> **Written problem**:
Rewrite the lines below so that "Point out" becomes "Mark" each time it appears, keeping everything else the same.

> **Material for this task**:
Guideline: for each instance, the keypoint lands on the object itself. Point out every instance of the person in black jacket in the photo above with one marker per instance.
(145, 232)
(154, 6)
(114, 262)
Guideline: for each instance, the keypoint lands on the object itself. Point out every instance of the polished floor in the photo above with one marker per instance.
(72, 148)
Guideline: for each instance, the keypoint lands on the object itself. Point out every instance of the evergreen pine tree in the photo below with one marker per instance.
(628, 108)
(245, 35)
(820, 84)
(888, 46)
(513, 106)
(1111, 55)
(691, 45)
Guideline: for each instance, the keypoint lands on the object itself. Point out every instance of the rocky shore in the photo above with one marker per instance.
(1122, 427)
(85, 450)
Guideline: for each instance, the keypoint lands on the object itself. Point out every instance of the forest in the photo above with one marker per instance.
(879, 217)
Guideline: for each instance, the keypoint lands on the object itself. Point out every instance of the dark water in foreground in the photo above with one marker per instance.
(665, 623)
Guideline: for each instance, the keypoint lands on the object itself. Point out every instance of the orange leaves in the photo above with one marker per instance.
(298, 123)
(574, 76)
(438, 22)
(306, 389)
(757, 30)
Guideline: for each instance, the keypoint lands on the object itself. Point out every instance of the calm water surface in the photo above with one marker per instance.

> **Answer to this exercise**:
Guideline: for each instance, the keypoint lands on the object itself. Mark every instance of the person in black jacket in the photo above with one marker per instance.
(145, 232)
(154, 6)
(114, 262)
Guideline: for each instance, the keypoint lands on the object itself. Mark every instance of the polished floor in the photo above with one marker per instance.
(72, 148)
Guideline: for each instance, the keypoint lands on the object itself. Mark every instance of the evergreen pine tree in the photo below with one marker per instance.
(628, 108)
(245, 35)
(820, 84)
(888, 46)
(513, 106)
(1111, 55)
(691, 45)
Guideline: for each instance, the keypoint lands on the object itself. Mark every instance of the rocky shore in the photo above with one marker per instance.
(1122, 427)
(85, 450)
Guideline: for each instance, the keypoint lands on the object itself. Mark every instance of the forest in the photo above with one marker per instance.
(879, 217)
Guideline: for each instance, the keypoint lands on the object itself. Mark every instance of the dark water in foreground in the photo above with one marker per instance.
(665, 623)
Guideline: for each instance, the keypoint lands on the object itself. Mark every instance of the orange leaves in the photo above with one marker per instance.
(298, 123)
(574, 76)
(438, 22)
(306, 389)
(757, 30)
Guideline: for each instance, the keypoint lands on the object itself. Mark every instance of the calm water surface in the photo above with one marker per instance.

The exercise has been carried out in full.